_Source material_
____

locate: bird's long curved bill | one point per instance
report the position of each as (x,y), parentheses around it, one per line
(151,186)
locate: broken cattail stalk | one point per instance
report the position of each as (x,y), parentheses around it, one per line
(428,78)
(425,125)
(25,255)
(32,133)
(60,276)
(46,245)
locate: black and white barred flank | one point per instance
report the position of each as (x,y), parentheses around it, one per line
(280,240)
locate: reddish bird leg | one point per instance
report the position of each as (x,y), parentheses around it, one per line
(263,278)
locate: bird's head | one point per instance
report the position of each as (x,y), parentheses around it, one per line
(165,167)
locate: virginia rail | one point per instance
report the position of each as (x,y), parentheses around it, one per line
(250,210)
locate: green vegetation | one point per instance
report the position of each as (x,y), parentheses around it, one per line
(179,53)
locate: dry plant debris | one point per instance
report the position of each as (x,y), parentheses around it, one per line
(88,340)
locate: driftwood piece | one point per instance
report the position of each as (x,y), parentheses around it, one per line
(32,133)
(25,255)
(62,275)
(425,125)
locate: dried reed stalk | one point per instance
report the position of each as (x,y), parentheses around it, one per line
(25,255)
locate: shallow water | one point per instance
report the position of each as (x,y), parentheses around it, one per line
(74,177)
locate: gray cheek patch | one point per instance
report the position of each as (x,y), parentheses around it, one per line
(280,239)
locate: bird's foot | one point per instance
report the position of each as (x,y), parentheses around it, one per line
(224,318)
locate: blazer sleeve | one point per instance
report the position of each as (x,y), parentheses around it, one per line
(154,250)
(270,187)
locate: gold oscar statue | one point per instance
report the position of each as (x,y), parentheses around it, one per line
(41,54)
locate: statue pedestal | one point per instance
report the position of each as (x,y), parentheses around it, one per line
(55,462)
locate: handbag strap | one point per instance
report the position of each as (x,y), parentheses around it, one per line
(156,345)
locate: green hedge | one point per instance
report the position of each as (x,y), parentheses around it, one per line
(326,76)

____

_Aim_
Reproduce, exactly and with nothing added, the lines from the one that includes "locate: blazer sleeve" through the last line of the material.

_Output below_
locate: blazer sleeve | one point per instance
report the position of each as (x,y), parentheses around it, one per line
(154,250)
(270,187)
locate: gold oscar statue | one point per instance
report the position of each as (x,y), parentheses around it, one per line
(41,54)
locate: statue pedestal | one point per instance
report the position of each as (x,y), parentheses around it, one per line
(55,462)
locate: handbag strap | one point per instance
report the position of each as (x,y), parentheses around it, one per line
(156,345)
locate: green hedge | one point per instance
report the position of each as (x,y), parentheses around it, one per line
(326,76)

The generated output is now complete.